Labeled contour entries
****************
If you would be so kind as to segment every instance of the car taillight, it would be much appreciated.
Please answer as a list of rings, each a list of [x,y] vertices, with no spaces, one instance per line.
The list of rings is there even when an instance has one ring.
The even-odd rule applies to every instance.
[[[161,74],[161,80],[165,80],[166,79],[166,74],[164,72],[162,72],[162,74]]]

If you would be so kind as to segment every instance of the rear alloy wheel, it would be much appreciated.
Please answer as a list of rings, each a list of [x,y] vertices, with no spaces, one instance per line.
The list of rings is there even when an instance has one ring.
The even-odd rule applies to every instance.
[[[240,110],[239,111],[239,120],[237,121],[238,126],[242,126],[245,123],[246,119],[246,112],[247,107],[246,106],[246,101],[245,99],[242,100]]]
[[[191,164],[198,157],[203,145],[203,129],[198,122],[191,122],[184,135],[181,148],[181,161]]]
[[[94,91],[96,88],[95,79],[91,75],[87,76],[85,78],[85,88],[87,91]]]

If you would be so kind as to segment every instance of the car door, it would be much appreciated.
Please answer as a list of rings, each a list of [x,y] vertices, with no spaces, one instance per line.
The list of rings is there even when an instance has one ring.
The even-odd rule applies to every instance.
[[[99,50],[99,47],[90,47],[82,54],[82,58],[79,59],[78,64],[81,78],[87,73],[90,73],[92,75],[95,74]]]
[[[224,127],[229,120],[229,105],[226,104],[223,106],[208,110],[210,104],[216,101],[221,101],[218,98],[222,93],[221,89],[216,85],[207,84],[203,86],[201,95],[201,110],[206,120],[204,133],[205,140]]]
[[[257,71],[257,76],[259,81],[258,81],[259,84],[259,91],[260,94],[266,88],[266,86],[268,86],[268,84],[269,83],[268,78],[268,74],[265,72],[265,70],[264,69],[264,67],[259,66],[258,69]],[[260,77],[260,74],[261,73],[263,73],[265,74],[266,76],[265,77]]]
****************
• [REQUEST] Duplicate the material above verbatim, including every line.

• [CORRECT OUTPUT]
If you would be so kind as to segment every instance of the car taillight, it would be much appreciated.
Please answer as a list of rings, each a list of [x,y] vertices, with no spaces, one instance per line.
The list of rings is there even when an instance has one ring.
The even-odd rule applies to every instance.
[[[161,74],[161,80],[165,80],[166,79],[166,74],[164,72],[162,72],[162,74]]]

If you would be so kind as to segment every instance of the rear alloy wheel, it would be much appreciated.
Please answer as a list of rings, each a list of [x,y] vertices, with no spaces, one instance per line.
The list of rings is there even when an instance has one ring.
The even-odd rule applies to every instance.
[[[240,110],[239,111],[239,120],[237,121],[238,126],[242,126],[245,123],[246,119],[246,112],[247,107],[246,106],[246,101],[245,99],[242,100]]]
[[[191,164],[198,157],[203,145],[203,129],[198,122],[191,122],[184,135],[181,148],[181,161]]]
[[[94,91],[96,88],[95,79],[91,75],[87,76],[85,78],[85,88],[87,91]]]

If you would be so kind as to segment every instance of the car door, it would be much appreciated.
Please answer as a list of rings, each a list of [x,y] vertices, with no spaces, one instance per line.
The list of rings is there even when an instance has one ring.
The even-odd rule applies to every instance.
[[[99,50],[99,47],[90,47],[82,54],[82,58],[79,59],[78,64],[81,78],[87,73],[90,73],[92,75],[95,74]]]
[[[224,127],[229,120],[229,105],[226,104],[223,106],[208,110],[210,104],[216,101],[221,101],[218,98],[222,93],[221,89],[216,85],[207,84],[203,86],[201,95],[201,110],[206,120],[204,133],[205,140]]]
[[[257,71],[257,76],[259,81],[258,81],[259,84],[259,91],[260,94],[266,88],[266,86],[268,86],[268,84],[269,83],[268,78],[268,74],[265,72],[265,70],[264,69],[264,67],[259,66],[258,69]],[[260,77],[260,74],[261,73],[263,73],[265,74],[266,76],[265,77]]]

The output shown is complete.